> [Given passage]:

■ ■ ■ ■ ■ ■ ■

MOVIE LICENSE HELL May 23 2002

Over the past few hours, I've gone through every closet in the entire apartment to find something to write about. I currently have no internet access, and most of my technical equipment is at my parents' house, so my options are few: I could write about a book in my shelf, or I could write about emulator games. Most of the books I own are good, and I'm not really in the mood for writing positive reviews right now. There's always that book about occult propaganda in Winnie the Pooh, but writing about that one would require reading it first, and I really don't want to. Maybe later.

So, emulator games it is. After this Friday's article about Robin Hood - Prince of Thieves for NES, I thought I'd try some other movie license games and see if one of them could fill an article. They couldn't. They're simply too boring and awful. Instead, I decided to put them all in here together.

First of all, let me tell you what these games all have in common. This will serve as a basis for the scoring system.

Hurry Factor:
These games need to be released as fast as possible, or nobody will buy them. This leads to glitches, cheap solutions and unfinished concepts. For instance, I just remembered that in Robin Hood, you collect money all the way through the game, but you're never given an opportunity to use it.

Leap of Doom Frequency
This seems to be an absolute in most bad platform games, especially in those based on movies: If you jump down to a lower platform you will crash onto an enemy and take damage.

Aggravation Level
All of these games are annoying at some level or other, and at some point you're ready to go postal.

Unfaithfulness Rate
Let's face it, with the exception of The Phantom Menace, no movies were ever written to support video games. Hence, the games must take certain liberties to be any interesting. However, some seem to be created from templates that only need movie-related graphics to be inserted before they are shipped.

All right, let's go.

■ ■ ■ ■ ■ ■ ■

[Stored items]
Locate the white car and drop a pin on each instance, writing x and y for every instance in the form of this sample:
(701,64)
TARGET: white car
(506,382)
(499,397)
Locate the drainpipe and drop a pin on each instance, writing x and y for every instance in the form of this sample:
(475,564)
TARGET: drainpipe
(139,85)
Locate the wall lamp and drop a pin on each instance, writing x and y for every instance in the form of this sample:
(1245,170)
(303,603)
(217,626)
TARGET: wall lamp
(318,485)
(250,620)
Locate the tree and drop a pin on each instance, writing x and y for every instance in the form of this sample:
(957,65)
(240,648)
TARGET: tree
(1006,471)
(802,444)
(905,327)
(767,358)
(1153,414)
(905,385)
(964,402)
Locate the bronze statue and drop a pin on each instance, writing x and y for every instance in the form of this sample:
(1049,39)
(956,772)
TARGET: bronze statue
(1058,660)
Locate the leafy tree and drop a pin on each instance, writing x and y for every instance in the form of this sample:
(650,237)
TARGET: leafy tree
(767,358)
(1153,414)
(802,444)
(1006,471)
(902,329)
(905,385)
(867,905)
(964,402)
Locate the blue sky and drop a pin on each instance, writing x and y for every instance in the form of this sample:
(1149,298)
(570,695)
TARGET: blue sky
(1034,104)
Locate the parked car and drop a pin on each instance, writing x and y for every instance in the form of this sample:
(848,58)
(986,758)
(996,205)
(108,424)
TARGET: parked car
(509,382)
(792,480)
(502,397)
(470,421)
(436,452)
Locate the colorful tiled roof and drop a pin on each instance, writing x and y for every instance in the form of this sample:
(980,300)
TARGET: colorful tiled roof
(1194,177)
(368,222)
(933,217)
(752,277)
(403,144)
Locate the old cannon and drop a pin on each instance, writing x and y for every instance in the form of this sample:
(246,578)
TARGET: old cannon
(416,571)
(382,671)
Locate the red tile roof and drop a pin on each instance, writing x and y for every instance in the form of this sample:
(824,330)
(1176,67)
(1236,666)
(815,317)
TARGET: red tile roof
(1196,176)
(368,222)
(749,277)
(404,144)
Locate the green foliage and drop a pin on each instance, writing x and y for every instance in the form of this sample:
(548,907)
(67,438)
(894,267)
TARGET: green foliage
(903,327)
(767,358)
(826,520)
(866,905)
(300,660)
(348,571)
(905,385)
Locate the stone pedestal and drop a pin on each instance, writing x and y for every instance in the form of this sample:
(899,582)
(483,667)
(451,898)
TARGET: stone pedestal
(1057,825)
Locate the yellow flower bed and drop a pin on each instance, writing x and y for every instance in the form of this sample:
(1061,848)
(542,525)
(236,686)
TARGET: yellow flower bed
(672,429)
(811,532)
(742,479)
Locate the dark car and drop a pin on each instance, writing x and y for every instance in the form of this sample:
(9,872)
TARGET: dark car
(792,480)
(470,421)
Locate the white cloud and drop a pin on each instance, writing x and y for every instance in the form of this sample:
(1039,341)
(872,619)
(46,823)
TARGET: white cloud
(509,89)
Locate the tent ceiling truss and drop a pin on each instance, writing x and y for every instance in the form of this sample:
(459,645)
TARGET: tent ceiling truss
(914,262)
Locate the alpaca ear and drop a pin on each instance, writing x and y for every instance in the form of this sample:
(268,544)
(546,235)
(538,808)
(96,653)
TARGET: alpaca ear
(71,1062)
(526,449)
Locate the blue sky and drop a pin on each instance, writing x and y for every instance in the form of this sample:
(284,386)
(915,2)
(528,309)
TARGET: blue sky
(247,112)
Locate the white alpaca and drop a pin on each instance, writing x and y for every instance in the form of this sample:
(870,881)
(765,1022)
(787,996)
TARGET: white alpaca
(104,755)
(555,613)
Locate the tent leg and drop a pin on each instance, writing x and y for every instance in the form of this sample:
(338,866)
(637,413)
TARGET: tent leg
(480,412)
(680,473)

■ ■ ■ ■ ■ ■ ■

> [Written task A]:
Please list every scoring category that the movie license game article sets out as its basis for rating the games.
> [Written task B]:
Write the next part of the movie license game article, picking up after its last line.

> [Expected answer A]:
Hurry Factor, Leap of Doom Frequency, Aggravation Level, Unfaithfulness Rate

> [Expected answer B]:
HOME IMPROVEMENT

Come to think of it, I should have discreetly placed this one between the others, so you wouldn't notice I included a sit-com license. Oh well. In this game, you control Tim Allen. Tim's new tools have been stolen by someone on his set, and he has to run around in the studio to get them back. One of the sets you have to go through is one for a dinosaur movie. Unlike other dinosaur movies, where most dinosaurs are computer generated or animatronic models made by Stan Winston, this production features fully mobile lizards with artificial intelligence, all placed in a giant naturalistic set. They also breathe fire. All right, all right, I know this is a game. It's still stupid. It's so stupid, it would make more sense if the programmers did what they really wanted to do: Send Tim on a journey through time and space.

You may have noticed that of all the levels in this game, both pictures feature the dinosaur levels. I'm sure all the obligatorial themes are included: western, sci-fi, gangster... The thing is, during the third Jurassic level, I was really getting sick of killer ants. Then I got stuck, cursed, and turned the game off. This is one of those games where you suddenly find yourself in a section of a level where there seems to be no way out or back, and you have to find the one unmarked spot where you can use your drill to get even further down. And finding Tim Allen's boxes isn't that important to me.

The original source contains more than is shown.